##### SELECTED EXTRACT #####
Sorry, no info on the Open, Lainee (Workaholic  ) is working at the Am...


----------



## BBnumber1 (Apr 5, 2006)

Lainee called.

Callbacks to the OPEN water marks:

3,FC Lacy's Lucky Ladd,Paul Panichi,Dave Rorem
8,"Little Dipper ""Darby""","Robert Heller, Jr.",Karl Gunzer/Rob Erhardt
13,FC AFC Tiger's Goodness Gracious,Steve & Jan Helgoth,Danny Farmer
18,AFC Bayou Bays Bodago,Wendall Williams,Wendall Williams
32,Fish River's Out of the Park,Cindy Harbaugh,Dave Rorem
36,YDK Boss's Nitrous Express,Eric Fletcher,Dave Rorem
51,FC/AFC Freeridin Smooth Operator,Ted Shih,David Rorem
77,FC Two Rivers Lucky Willie,Brady Oman,Dave Rorem
80,FC/AFC Freeridin Wowie Zowie,Ted Shih,David Rorem


Good Luck Ted.....


----------



## Ted Shih (Jan 20, 2003)

Thanks, David

I am keeping my fingers crossed


----------



## Angie B (Sep 30, 2003)

Go Nitro!!!!
#####
[STATED GOAL A] List the usernames that head the posts in the field trial thread.
The thread and the records below were taken from unrelated sources.
##### SUPPLIED DATA #####
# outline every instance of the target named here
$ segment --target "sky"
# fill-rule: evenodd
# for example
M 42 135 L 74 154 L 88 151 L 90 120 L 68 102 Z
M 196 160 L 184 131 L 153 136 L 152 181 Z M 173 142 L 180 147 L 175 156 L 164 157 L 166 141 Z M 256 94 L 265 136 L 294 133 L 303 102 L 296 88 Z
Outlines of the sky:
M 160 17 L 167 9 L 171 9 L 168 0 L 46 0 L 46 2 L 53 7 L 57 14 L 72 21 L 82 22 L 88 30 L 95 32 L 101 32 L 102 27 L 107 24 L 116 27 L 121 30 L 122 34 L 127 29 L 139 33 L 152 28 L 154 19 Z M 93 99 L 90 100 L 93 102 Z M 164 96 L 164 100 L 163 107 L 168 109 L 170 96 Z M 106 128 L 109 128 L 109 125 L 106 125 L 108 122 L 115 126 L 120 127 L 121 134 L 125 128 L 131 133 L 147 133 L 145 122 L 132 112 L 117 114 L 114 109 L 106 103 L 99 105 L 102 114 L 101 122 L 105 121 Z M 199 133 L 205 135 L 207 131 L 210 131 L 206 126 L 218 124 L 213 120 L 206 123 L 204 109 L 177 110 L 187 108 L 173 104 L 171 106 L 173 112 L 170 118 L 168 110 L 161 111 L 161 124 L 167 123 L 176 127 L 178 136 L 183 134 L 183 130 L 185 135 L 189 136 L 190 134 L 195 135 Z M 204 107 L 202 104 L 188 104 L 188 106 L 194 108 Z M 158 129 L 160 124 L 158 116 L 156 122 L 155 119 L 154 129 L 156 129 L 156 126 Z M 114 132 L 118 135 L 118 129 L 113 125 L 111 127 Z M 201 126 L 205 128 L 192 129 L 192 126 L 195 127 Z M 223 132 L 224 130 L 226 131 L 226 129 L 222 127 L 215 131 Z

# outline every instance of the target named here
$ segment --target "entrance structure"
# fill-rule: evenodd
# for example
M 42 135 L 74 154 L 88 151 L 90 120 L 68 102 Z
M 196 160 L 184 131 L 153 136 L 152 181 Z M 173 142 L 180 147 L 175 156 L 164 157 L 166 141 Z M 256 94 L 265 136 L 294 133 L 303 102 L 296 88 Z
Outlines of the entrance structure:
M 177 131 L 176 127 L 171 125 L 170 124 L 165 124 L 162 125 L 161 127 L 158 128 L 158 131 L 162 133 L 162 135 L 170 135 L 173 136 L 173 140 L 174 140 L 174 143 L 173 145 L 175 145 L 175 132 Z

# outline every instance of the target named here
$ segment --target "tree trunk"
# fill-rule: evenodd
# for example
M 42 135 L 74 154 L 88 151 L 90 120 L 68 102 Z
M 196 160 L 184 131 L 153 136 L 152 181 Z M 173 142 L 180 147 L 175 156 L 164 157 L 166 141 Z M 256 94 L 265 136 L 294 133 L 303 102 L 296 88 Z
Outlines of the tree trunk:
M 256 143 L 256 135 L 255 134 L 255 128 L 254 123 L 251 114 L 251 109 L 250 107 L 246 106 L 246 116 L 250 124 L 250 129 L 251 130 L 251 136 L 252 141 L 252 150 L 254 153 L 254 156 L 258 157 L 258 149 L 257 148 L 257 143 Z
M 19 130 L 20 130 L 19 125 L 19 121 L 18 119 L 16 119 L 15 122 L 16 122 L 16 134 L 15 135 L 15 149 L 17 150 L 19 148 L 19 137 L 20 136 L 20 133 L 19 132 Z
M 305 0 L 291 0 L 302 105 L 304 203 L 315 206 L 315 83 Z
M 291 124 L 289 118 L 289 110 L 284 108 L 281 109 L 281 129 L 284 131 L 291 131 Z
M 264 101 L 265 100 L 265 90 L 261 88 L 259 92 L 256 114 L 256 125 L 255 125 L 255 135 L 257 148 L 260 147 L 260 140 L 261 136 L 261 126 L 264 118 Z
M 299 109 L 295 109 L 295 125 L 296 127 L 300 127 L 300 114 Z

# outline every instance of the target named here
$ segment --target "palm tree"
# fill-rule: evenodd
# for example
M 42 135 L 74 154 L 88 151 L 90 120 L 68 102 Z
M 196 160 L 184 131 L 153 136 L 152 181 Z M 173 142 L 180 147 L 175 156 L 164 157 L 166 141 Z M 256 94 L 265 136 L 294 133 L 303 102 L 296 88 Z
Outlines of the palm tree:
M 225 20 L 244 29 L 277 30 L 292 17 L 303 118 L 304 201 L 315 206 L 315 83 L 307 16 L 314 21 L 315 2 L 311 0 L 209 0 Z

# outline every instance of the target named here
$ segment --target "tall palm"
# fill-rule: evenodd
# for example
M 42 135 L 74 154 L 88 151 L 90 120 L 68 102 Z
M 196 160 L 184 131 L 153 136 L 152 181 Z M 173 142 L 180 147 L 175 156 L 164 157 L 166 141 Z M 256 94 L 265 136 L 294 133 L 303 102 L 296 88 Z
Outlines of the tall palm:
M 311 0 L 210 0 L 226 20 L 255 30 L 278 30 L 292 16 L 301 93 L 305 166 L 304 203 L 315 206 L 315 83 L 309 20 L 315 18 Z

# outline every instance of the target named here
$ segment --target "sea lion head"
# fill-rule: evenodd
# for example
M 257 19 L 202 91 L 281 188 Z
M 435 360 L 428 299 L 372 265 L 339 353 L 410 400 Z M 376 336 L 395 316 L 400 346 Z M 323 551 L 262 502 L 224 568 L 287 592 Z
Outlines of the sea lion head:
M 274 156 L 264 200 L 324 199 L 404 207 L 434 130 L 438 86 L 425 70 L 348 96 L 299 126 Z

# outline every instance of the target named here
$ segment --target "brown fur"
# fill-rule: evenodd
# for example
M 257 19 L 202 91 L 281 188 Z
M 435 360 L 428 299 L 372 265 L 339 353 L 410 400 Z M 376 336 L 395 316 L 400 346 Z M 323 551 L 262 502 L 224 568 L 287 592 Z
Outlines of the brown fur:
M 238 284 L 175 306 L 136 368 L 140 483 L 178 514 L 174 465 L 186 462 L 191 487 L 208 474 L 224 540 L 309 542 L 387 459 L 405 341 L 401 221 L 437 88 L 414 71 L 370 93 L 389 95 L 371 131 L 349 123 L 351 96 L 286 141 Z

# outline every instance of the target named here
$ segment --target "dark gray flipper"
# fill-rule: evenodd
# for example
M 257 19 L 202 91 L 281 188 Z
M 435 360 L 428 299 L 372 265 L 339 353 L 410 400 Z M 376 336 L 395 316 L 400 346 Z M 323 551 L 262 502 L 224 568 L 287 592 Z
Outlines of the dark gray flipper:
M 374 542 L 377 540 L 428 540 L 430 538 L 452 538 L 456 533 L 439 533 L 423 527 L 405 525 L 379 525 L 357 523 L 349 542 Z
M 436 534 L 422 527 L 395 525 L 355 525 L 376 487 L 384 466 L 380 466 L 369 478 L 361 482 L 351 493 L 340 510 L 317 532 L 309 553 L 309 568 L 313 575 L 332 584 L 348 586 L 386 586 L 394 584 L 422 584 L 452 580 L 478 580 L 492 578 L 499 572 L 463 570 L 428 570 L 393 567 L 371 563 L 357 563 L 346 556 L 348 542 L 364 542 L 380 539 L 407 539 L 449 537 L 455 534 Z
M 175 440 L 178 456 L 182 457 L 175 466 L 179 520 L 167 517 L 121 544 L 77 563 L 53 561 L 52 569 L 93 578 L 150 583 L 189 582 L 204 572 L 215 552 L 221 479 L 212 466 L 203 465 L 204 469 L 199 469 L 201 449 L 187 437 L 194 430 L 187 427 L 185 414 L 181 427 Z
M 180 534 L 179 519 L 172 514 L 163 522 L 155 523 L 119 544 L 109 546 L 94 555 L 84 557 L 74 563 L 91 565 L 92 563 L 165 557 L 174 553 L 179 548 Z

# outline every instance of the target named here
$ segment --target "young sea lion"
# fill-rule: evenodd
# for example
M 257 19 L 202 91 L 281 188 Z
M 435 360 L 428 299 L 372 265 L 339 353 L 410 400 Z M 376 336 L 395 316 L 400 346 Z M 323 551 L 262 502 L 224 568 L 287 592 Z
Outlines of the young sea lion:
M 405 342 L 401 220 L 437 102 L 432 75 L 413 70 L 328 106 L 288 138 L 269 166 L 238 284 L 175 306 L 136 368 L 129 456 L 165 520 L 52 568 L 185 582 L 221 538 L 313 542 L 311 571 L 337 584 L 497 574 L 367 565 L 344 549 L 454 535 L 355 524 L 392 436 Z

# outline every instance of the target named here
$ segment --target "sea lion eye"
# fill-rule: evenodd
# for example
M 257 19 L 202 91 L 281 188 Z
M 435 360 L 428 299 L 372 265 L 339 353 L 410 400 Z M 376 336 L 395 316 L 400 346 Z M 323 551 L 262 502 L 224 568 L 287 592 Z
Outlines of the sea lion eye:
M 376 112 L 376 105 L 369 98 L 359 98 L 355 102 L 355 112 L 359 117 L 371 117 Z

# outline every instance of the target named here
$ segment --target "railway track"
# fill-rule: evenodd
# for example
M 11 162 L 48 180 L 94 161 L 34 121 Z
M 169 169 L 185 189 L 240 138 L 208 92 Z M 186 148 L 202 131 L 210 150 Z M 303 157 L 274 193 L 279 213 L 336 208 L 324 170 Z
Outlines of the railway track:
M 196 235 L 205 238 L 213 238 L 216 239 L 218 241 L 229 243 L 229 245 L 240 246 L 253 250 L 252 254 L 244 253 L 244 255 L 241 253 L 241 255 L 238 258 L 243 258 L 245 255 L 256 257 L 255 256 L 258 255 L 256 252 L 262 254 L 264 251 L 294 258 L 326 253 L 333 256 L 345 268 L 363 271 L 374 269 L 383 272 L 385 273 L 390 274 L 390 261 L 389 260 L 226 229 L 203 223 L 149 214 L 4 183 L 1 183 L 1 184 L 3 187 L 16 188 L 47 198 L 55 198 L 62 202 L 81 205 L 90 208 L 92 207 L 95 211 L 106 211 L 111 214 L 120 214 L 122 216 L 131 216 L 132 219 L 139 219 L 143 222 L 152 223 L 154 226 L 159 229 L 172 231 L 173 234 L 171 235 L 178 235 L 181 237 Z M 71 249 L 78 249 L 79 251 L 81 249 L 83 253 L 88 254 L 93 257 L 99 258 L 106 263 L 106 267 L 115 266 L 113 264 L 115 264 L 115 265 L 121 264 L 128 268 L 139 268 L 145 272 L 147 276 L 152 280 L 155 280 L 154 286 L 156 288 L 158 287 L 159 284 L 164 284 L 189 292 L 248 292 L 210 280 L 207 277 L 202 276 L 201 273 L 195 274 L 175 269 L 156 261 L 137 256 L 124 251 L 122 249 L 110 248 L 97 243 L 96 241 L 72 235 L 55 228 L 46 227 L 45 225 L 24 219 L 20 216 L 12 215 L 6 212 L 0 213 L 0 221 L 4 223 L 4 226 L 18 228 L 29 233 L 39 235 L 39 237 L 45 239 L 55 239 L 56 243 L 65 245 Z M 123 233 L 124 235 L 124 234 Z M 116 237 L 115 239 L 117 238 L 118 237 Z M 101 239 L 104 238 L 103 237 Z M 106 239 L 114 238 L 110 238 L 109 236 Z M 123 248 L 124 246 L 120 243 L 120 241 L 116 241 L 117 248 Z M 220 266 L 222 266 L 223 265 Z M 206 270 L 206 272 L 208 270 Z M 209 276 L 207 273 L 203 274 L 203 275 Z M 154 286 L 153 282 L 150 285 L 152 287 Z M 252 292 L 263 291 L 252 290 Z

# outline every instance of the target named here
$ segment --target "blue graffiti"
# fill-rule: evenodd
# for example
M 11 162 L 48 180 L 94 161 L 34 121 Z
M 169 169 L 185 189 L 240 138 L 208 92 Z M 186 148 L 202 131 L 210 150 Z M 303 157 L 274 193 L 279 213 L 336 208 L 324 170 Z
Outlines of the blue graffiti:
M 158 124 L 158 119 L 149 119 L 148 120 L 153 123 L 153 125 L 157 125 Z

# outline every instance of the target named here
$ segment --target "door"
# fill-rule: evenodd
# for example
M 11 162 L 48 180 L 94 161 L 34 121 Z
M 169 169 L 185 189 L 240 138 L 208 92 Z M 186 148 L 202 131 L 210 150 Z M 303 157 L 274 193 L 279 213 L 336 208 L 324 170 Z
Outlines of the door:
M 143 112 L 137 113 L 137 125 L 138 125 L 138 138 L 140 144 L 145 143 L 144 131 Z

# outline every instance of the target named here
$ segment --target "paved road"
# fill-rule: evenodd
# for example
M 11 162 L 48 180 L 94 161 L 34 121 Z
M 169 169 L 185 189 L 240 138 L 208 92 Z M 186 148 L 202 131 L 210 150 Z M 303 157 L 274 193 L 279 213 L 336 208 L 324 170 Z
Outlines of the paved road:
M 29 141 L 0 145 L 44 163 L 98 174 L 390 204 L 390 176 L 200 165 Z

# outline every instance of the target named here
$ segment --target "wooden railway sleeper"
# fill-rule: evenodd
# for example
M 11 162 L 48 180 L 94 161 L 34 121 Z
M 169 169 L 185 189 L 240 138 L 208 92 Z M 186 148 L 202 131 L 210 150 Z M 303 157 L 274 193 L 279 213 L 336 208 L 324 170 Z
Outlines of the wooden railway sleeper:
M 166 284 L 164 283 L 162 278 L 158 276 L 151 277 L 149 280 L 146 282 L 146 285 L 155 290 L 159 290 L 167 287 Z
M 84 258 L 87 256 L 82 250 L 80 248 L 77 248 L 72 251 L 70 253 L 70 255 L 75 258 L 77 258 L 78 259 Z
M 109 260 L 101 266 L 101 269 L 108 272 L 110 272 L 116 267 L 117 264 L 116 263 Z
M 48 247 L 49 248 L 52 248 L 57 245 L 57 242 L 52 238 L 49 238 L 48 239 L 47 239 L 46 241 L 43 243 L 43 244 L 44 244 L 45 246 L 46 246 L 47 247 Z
#####
[STATED GOAL B] Tally the lines of the records that contain the string "sleeper". Reply with the number alone.

[TASK SOLUTION A] BBnumber1, Ted Shih, Angie B

[TASK SOLUTION B] 2